* STATED GOAL
Write out the lines below as a numbered list, skipping any blank ones and leaving the pictures out.

* SUPPLIED MATERIAL
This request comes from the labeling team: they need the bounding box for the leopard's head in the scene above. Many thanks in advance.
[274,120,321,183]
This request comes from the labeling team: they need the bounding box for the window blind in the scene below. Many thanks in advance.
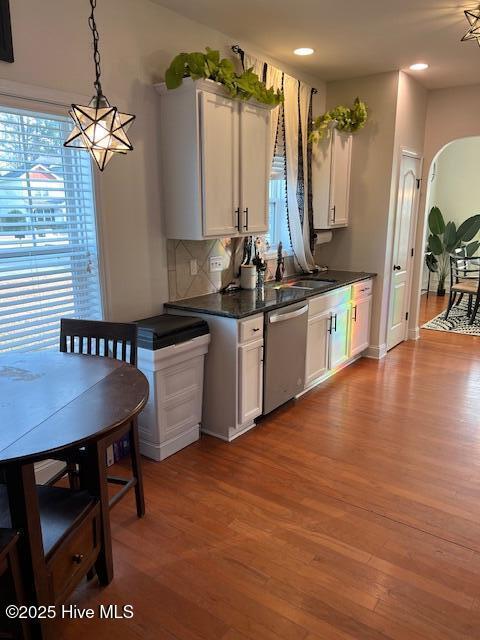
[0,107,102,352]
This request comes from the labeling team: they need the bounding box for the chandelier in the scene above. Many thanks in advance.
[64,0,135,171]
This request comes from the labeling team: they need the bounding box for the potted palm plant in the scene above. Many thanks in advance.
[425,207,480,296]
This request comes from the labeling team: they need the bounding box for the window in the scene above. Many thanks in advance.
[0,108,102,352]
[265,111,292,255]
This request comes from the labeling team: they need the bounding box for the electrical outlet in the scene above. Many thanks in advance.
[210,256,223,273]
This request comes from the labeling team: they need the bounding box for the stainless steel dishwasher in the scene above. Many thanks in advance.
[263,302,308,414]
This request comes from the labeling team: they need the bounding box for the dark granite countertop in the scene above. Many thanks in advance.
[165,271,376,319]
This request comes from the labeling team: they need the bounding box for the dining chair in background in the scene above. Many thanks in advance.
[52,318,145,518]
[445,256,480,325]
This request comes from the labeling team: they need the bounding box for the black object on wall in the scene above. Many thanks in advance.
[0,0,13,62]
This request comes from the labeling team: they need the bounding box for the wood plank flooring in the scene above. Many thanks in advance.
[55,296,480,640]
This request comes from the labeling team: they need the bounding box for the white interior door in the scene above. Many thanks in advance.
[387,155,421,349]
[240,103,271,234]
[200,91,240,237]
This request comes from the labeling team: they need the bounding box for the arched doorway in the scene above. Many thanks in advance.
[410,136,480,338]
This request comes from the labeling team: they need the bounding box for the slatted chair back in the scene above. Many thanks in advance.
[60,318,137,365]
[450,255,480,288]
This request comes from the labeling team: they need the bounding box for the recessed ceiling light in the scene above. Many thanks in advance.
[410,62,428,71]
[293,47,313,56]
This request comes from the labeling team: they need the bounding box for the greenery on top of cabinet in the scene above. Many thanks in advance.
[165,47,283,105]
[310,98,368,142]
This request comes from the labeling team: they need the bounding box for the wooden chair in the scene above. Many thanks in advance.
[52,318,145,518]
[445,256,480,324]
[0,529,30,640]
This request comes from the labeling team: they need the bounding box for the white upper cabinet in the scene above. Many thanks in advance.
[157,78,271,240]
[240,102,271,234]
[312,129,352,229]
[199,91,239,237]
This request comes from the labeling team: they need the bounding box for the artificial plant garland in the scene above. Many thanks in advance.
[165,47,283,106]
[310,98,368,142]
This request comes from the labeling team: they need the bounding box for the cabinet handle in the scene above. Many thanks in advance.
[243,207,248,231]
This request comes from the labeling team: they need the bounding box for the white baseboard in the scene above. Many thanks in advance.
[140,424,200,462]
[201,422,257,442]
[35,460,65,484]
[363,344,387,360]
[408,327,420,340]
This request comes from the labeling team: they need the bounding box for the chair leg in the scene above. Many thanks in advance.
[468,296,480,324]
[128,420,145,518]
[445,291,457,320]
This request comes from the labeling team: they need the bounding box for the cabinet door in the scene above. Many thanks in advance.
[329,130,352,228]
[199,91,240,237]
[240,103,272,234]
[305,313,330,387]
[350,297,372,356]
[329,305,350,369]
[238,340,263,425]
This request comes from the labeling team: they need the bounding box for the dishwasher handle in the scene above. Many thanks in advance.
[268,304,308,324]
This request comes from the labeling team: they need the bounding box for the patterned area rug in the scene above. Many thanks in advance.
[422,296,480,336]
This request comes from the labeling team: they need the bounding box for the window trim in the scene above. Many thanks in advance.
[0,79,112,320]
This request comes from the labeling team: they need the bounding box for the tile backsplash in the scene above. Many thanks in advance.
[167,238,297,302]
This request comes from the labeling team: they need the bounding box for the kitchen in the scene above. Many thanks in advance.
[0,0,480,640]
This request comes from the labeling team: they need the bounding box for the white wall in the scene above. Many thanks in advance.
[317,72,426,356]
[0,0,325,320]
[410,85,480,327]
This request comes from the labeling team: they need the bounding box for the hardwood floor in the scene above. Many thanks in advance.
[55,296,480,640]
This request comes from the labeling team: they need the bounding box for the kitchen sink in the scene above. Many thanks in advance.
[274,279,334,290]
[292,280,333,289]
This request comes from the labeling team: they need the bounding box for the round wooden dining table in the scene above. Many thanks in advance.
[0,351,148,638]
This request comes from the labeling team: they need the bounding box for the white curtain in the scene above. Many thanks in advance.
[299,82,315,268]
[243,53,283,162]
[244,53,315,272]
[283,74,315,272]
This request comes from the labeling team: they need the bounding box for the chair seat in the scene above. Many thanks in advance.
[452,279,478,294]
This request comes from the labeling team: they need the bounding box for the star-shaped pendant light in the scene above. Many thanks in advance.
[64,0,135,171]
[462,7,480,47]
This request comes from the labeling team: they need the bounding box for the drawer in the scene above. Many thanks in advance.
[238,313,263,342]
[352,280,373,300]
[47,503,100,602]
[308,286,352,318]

* EXPECTED ANSWER
1. This request comes from the labeling team: they need the bounding box for the leopard's head in the scene above. Many thanks in advance.
2. [274,120,321,183]
3. This request comes from the labeling team: they need the bounding box for the window blind in the scene below. Many thanks in advance.
4. [0,107,102,352]
5. This request comes from the labeling team: they need the bounding box for the chandelier in the scene above. Many thanks in advance.
6. [64,0,135,171]
7. This request comes from the labeling team: they need the bounding box for the potted palm plant in the scene above. Many thanks in advance.
8. [425,207,480,296]
9. This request comes from the labeling team: they need the bounding box for the window in the scene above. Many thanks in advance.
10. [0,108,102,352]
11. [265,111,292,255]
12. This request comes from the labeling team: they need the bounding box for the electrical outlet in the scene above. Many thanks in advance.
13. [210,256,223,273]
14. This request comes from the labeling team: they need the bounding box for the stainless steel dishwasher in the scene above. Many thanks in advance.
15. [263,302,308,414]
16. This request comes from the labeling team: they need the bounding box for the dark granite countertop in the scene above. Many thanks in advance.
17. [165,271,376,319]
18. This request comes from the labeling team: they need the bounding box for the dining chair in background in the scene above. Many thanks in advance.
19. [52,318,145,518]
20. [445,256,480,325]
21. This request comes from the labeling team: they need the bounding box for the black object on wall in the scene above. Many thanks in advance.
22. [0,0,13,62]
23. This request comes from the labeling team: they need the bounding box for the wood plank flooring in the scene above. Many thanks in advance.
24. [55,296,480,640]
25. This request comes from the labeling team: they need the bounding box for the white interior door in the scene above. Many thanks in advance.
26. [387,155,421,349]
27. [240,103,271,234]
28. [200,91,240,237]
29. This request comes from the labeling team: they need the bounding box for the arched doorway in the scene above. Many thanks in advance.
30. [410,136,480,338]
31. This request comes from the labeling team: they need the bounding box for the slatted chair back in the scene above. Many thanks in advance.
32. [60,318,137,365]
33. [450,255,480,288]
34. This request comes from the labeling team: they need the bounding box for the recessed ceiling light in the scene above. Many thanks in advance.
35. [410,62,428,71]
36. [293,47,313,56]
37. This request comes from the labeling team: they need the bounding box for the greenery on top of cabinet in the scene above. Many thanks in advance.
38. [165,47,283,105]
39. [310,98,368,142]
40. This request comes from the labeling team: they need the bounding box for the wooden chair in the scene above. Many thanks in advance.
41. [52,318,145,518]
42. [445,256,480,324]
43. [0,529,30,640]
44. This request comes from the labeling team: they need the bounding box for the white upper cabinet in the scene above. Many thanks in advance.
45. [157,78,271,240]
46. [240,102,271,234]
47. [312,129,352,229]
48. [199,91,239,237]
49. This request comes from the labeling team: they need the bounding box for the artificial plant garland in the scene above. Many thanks in advance.
50. [165,47,283,106]
51. [310,98,368,142]
52. This request comes from the labeling team: they need the bounding box for the cabinet handle in the scene above. Many thanks in advance.
53. [243,207,248,231]
54. This request comes from the labeling team: they need the bounding box for the white baseboard in the scene above. Many thanks in advance.
55. [140,424,200,462]
56. [201,422,257,442]
57. [35,460,65,484]
58. [363,344,387,360]
59. [408,327,420,340]
60. This request comes from the labeling team: they need the bounding box for the chair leg in the scene above. Many thanks in advance.
61. [468,296,480,324]
62. [128,420,145,518]
63. [445,291,457,320]
64. This request comes from the labeling team: they need the bounding box for the cabinet door in the scene above. Many thanks in advance.
65. [329,130,352,228]
66. [199,91,240,237]
67. [240,103,272,234]
68. [305,313,330,387]
69. [350,297,372,356]
70. [329,305,350,369]
71. [238,340,263,425]
72. This request comes from the labeling team: they need the bounding box for the dishwasher handle in the scene above. Many thanks in advance.
73. [268,304,308,324]
74. This request comes from the labeling team: they need the bounding box for the patterned area rug in the scene above. Many thanks in advance.
75. [422,296,480,336]
76. This request comes from the labeling team: they need the bounding box for the window trim in the scene above. Many thanks in advance.
77. [0,79,112,320]
78. This request comes from the labeling team: they need the bounding box for the tile backsplash in the scene above. Many thanks in advance.
79. [167,238,297,302]
80. This request comes from the labeling team: they need the bounding box for the kitchen in the scene above. Many thanks in advance.
81. [0,0,480,640]
82. This request comes from the labeling team: they need the bounding box for the white wall in the scene above. Many thanks in advance.
83. [317,72,426,356]
84. [0,0,325,320]
85. [410,85,480,327]
86. This request comes from the labeling team: they need the bounding box for the hardwood floor in the scene above. Many thanks in advance.
87. [55,296,480,640]
88. This request comes from the labeling team: they need the bounding box for the kitchen sink in the scene above. Many thanks in advance.
89. [274,279,334,290]
90. [292,280,333,289]
91. This request comes from the labeling team: they need the bounding box for the round wooden dining table in the scene above. Many thanks in advance.
92. [0,351,148,638]
93. This request comes from the labeling team: they need the bounding box for the white curtain in the scene above. Many thanks in advance.
94. [299,82,315,268]
95. [243,53,283,162]
96. [244,53,315,272]
97. [283,74,315,272]
98. This request comes from the labeling team: they need the bounding box for the chair seat in the scene above. Many thanks in advance.
99. [452,279,478,294]
100. This request comes from the labeling team: they need the bounding box for the star-shaped pendant light in the scene above. Many thanks in advance.
101. [64,0,135,171]
102. [462,7,480,47]
103. This request comes from the labeling team: they need the bounding box for the drawer in the scene above. Many thanks in advance.
104. [238,313,263,342]
105. [352,280,373,300]
106. [47,503,100,602]
107. [308,286,352,318]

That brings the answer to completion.